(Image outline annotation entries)
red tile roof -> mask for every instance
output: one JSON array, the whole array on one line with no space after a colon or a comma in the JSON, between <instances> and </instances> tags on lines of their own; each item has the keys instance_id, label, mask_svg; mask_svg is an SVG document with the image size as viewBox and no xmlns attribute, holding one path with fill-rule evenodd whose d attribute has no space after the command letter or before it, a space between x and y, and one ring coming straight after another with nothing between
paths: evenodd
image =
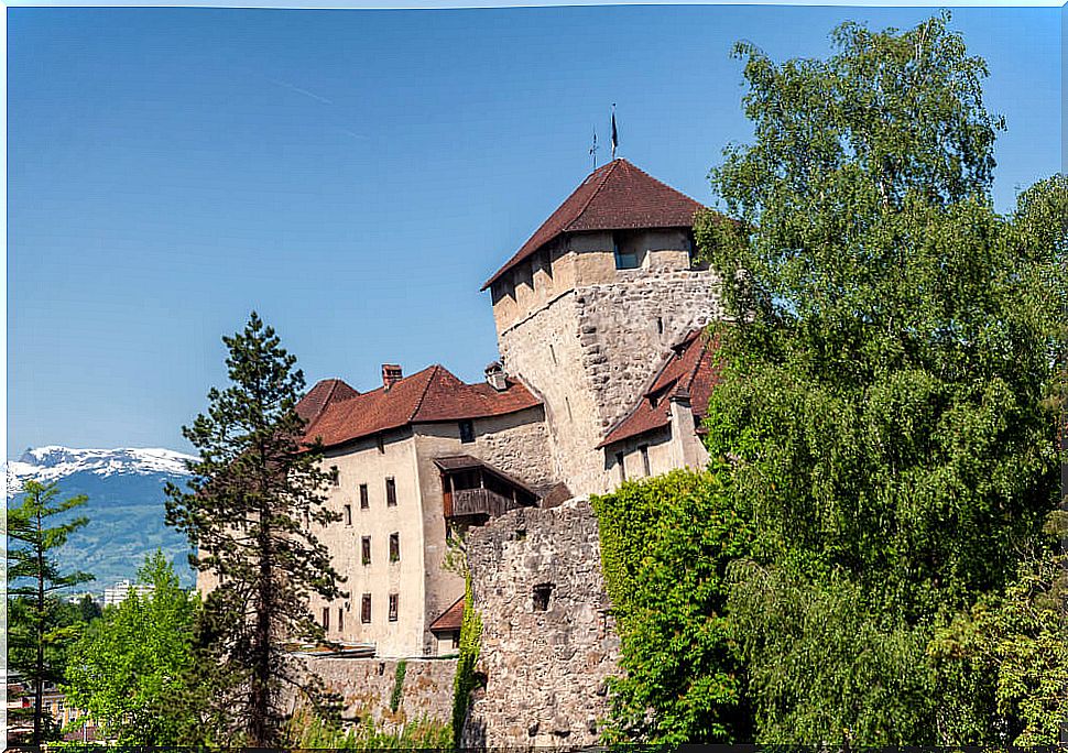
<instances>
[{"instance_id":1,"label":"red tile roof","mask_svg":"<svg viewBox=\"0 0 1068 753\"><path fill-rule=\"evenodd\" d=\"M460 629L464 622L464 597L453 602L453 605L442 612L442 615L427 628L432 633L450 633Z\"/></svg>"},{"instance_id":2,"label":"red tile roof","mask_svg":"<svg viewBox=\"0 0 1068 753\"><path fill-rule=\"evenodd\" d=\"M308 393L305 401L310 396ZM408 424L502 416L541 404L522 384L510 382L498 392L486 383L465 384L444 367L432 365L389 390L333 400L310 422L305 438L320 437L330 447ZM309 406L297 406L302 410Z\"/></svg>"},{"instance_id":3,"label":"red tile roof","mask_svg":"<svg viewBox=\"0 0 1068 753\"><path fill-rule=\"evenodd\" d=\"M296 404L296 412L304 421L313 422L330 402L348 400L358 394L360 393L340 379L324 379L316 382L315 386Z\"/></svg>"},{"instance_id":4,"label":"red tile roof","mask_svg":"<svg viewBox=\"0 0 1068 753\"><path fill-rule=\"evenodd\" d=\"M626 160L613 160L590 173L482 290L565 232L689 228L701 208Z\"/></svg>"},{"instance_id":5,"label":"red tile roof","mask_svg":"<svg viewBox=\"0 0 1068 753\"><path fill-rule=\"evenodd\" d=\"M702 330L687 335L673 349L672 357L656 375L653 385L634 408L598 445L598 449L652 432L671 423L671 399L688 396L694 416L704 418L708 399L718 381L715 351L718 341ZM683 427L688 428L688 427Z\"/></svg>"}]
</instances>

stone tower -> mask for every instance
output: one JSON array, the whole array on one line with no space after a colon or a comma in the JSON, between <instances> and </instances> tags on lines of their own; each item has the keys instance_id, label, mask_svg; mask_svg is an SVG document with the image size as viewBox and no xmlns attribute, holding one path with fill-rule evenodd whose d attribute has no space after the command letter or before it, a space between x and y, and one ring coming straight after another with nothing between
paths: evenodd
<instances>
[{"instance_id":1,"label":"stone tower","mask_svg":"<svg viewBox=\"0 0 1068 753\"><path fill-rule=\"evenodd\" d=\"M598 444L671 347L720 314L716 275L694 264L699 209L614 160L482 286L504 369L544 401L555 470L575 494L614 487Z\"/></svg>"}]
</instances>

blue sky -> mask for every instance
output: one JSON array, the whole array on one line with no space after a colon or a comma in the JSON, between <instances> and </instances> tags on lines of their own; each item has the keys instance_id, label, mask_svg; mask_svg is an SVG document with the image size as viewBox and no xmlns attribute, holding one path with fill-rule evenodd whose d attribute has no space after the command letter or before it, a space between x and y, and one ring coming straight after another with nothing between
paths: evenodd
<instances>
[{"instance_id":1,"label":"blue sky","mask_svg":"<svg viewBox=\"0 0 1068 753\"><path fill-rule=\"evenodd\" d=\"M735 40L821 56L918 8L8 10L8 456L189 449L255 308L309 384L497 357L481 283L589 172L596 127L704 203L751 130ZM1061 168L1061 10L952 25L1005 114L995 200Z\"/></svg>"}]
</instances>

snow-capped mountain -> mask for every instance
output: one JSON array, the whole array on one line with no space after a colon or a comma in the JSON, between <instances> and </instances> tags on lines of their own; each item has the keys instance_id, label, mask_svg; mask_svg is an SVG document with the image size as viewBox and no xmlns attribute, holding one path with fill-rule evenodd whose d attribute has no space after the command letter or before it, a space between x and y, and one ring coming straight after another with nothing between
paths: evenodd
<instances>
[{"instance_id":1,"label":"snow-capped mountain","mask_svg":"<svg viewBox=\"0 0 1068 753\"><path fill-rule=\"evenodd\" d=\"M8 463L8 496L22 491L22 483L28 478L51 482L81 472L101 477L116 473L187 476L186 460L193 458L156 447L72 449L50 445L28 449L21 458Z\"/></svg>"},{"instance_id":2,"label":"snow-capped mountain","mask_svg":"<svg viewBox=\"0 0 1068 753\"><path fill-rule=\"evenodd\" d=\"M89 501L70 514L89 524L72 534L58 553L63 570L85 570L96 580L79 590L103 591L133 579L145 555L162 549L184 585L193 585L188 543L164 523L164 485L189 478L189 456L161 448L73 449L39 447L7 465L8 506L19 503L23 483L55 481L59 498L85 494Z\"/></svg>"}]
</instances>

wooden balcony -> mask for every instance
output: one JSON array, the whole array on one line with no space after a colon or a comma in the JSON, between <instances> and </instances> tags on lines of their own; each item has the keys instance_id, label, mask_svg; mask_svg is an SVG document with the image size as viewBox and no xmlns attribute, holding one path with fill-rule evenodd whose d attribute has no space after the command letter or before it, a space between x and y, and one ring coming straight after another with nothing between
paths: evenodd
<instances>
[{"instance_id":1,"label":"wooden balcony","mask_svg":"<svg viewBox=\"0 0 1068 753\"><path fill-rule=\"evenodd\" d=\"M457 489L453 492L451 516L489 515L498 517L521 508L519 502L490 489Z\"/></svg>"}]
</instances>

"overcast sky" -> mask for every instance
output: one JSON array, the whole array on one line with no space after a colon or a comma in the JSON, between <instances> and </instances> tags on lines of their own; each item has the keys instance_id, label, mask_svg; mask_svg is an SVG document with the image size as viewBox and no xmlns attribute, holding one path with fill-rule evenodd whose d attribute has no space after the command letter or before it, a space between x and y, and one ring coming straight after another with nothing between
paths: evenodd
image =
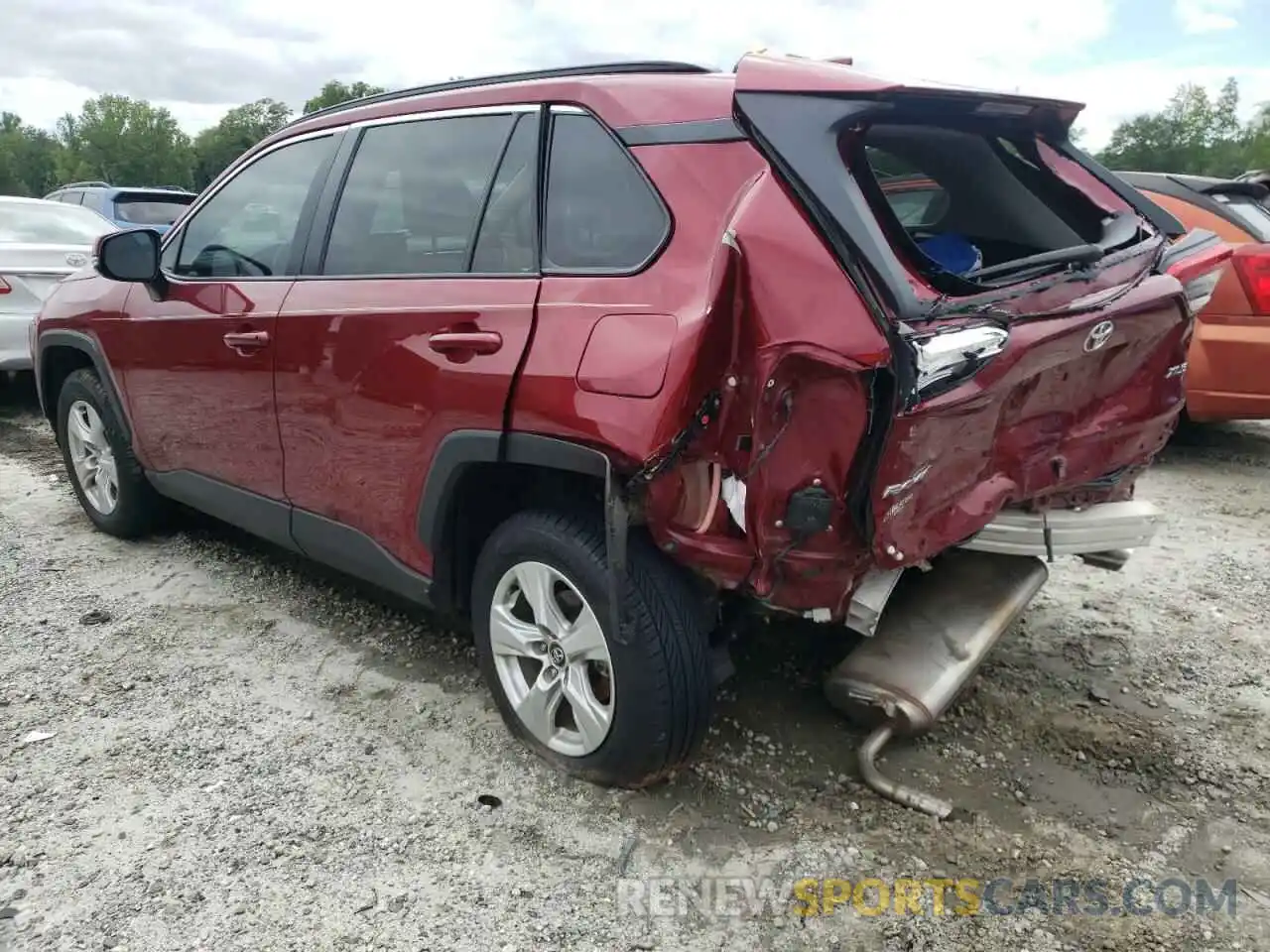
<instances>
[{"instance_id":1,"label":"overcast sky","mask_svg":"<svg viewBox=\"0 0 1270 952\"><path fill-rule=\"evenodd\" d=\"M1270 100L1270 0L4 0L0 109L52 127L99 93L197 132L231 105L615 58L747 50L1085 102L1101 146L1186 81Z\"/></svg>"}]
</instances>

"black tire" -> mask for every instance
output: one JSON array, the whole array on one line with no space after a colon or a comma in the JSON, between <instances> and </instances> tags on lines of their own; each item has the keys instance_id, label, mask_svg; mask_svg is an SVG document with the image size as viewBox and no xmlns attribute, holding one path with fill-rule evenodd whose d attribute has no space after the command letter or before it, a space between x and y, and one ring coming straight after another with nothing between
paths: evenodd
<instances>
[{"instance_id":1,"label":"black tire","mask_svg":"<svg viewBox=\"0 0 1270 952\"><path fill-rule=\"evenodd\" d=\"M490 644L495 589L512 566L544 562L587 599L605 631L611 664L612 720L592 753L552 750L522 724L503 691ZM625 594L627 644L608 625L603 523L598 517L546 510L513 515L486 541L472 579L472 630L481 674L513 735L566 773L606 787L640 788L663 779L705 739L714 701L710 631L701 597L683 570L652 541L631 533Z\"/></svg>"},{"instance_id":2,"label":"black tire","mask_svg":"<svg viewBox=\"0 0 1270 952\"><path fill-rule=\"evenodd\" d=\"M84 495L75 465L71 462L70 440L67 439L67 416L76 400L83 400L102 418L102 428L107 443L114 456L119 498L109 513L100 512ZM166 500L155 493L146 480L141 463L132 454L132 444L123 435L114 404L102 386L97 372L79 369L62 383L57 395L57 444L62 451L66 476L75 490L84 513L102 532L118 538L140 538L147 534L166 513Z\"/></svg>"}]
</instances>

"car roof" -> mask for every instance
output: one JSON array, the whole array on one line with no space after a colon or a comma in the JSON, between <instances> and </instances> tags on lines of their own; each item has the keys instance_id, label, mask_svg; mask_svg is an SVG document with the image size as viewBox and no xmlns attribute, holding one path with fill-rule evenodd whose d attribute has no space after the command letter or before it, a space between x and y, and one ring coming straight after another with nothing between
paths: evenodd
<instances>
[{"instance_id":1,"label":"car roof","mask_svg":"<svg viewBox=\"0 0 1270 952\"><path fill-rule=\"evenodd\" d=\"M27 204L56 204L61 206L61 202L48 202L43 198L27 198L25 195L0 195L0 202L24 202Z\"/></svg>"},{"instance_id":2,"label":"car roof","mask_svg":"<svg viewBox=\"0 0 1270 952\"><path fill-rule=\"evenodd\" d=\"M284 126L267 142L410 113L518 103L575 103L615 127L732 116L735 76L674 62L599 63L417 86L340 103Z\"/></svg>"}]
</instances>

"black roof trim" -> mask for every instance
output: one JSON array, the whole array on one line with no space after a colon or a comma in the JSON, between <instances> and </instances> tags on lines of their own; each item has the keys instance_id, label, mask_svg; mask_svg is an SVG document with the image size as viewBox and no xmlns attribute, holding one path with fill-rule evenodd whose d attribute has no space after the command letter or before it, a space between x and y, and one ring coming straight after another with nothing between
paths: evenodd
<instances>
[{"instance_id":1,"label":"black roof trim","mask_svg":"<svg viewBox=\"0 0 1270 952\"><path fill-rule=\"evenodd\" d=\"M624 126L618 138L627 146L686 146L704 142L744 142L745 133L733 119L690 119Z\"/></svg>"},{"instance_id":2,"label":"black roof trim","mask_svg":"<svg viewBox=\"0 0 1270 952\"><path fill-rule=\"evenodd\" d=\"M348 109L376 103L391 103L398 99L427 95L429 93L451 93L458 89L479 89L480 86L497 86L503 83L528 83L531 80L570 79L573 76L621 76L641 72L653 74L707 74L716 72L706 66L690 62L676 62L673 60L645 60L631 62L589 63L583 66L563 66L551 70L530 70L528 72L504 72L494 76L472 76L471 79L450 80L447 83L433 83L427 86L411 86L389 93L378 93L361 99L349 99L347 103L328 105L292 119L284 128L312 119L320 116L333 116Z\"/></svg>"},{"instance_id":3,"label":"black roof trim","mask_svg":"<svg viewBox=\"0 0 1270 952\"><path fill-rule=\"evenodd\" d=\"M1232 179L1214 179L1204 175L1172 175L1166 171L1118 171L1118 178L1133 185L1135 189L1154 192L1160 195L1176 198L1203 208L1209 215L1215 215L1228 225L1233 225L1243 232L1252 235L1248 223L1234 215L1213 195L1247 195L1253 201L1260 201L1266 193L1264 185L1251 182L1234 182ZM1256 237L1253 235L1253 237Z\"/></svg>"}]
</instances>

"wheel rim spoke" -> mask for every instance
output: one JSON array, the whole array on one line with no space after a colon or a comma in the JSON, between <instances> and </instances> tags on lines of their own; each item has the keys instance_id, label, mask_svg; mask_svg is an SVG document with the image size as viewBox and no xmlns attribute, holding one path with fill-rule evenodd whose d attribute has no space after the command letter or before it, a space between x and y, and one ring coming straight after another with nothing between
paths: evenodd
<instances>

_Task to complete:_
Identify each line in the records above that holds the word "wooden", and copy every such line in full.

_Finished task:_
wooden balcony -> mask for every instance
[{"instance_id":1,"label":"wooden balcony","mask_svg":"<svg viewBox=\"0 0 1068 753\"><path fill-rule=\"evenodd\" d=\"M457 489L453 492L451 516L489 515L498 517L521 508L519 502L490 489Z\"/></svg>"}]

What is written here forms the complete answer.